-- Passage start --
Example Question #131 : Algebra

\displaystyle x^{2}-5x=-6 What is \displaystyle x?

(1) \displaystyle x is positive

(2) \displaystyle x< 3

Possible Answers:

Statement 1 alone is sufficient.

Both statements together are sufficient.

Statements 1 and 2 together are not sufficient.

Statement 2 alone is sufficient.

Each statement alone is sufficient.

Correct answer:

Statement 2 alone is sufficient.

Explanation:

Firstly, we should try to simplify the equation, to see solutions for \displaystyle x. We get \displaystyle (x-3)(x-2). The best west way to simplify quadratic equations is to find the possible factors for the last term \displaystyle c in the general quadratic equation \displaystyle ax^{2}+bx+c and those two factors must add up to \displaystyle b. Here for example, \displaystyle -2 and \displaystyle -3 add up to \displaystyle -5 and their products is \displaystyle 6.

So we have to solutions for the equation and we need to know what \displaystyle x we are looking for.

Statement 1 tells us that \displaystyle x is positive, however, the two possible solutions are positive and therefore, statement 1 doesn't help us find the correct solution for \displaystyle x.

Statement 2 tells us that \displaystyle x is smaller than 3. Only one of our solutions is smaller than 3. Therefore statement 2 alone is sufficient.

 

 

Example Question #1 : Linear Equations, One Unknown

\displaystyle x^{2}+2x=3. What is \displaystyle x?

(1) \displaystyle -4< x< 2

(2) \displaystyle x is an integer

Possible Answers:

Each statement alone is sufficient.

Statement 1 alone is sufficient.

Both statements together are sufficient.

Statements 1 and 2 together are not sufficient.

Statement 2 alone is sufficient.

Correct answer:

Statements 1 and 2 together are not sufficient.

Explanation:

First, we should try to simplify the quadratic equation, and we get \displaystyle (x+3)(x-1)=0. This allows to see the two solutions for our equation.

Statement 1 tells us that \displaystyle x is between \displaystyle -4 and \displaystyle 2. But both possible solutions are in this interval. Therefore statement 1 alone is not sufficient.

Statement 2 tells us that \displaystyle x is an integer, which we already knew by reducing the equation. Therefore, this statements doesn't help us find a single value for \displaystyle x

Statements 1 and 2 together are still insufficient, since none can help us find a single value for \displaystyle x.

Example Question #131 : Algebra

\displaystyle x^{2}-6x=-5. What is \displaystyle x?
-- Passage end --
-- Provided records start --
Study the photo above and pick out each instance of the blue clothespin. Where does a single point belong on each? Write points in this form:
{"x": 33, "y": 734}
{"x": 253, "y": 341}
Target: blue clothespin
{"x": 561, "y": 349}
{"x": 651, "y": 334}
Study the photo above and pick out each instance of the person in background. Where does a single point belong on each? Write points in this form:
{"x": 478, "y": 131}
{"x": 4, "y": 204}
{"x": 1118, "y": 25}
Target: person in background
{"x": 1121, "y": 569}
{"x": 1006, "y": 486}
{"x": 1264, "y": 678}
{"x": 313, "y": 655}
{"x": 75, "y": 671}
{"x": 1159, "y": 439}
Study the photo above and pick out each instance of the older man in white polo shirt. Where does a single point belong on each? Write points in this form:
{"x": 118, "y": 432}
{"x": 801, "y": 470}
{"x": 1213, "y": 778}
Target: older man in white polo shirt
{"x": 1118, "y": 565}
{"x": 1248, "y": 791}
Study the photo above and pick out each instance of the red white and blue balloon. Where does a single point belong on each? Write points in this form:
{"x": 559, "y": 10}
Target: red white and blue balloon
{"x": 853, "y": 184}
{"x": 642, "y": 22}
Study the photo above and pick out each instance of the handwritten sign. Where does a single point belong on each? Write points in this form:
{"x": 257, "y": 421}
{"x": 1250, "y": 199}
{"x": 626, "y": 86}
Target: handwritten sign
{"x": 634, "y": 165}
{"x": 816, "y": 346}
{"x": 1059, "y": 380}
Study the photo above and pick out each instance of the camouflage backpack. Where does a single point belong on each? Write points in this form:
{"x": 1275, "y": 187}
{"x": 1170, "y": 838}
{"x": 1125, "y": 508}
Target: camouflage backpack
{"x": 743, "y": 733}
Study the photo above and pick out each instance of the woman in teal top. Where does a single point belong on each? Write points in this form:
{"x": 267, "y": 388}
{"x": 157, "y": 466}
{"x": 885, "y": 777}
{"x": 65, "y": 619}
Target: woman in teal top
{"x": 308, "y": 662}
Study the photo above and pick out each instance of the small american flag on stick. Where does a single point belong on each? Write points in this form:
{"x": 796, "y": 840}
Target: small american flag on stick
-- Provided records end --
» Objectives:
1: Answer these questions from the passage:
(a) In the first question, what does statement (2) say about x?
(b) In the question headed "Linear Equations, One Unknown," what factored form does the explanation give for the equation?
(c) What equation does the last question in the passage ask about?
2: List every option offered under "Possible Answers" for the first question in the passage.
3: Please repeat the part of the passage starting at "First, we should" and ending at "value for \displaystyle x.".
The lines aren't needed for anything here.

» Answers given:
1:
(a) x < 3
(b) (x+3)(x-1)=0
(c) x^2 - 6x = -5

2:
Statement 1 alone is sufficient.
Both statements together are sufficient.
Statements 1 and 2 together are not sufficient.
Statement 2 alone is sufficient.
Each statement alone is sufficient.

3:
First, we should try to simplify the quadratic equation, and we get \displaystyle (x+3)(x-1)=0. This allows to see the two solutions for our equation.

Statement 1 tells us that \displaystyle x is between \displaystyle -4 and \displaystyle 2. But both possible solutions are in this interval. Therefore statement 1 alone is not sufficient.

Statement 2 tells us that \displaystyle x is an integer, which we already knew by reducing the equation. Therefore, this statements doesn't help us find a single value for \displaystyle x

Statements 1 and 2 together are still insufficient, since none can help us find a single value for \displaystyle x.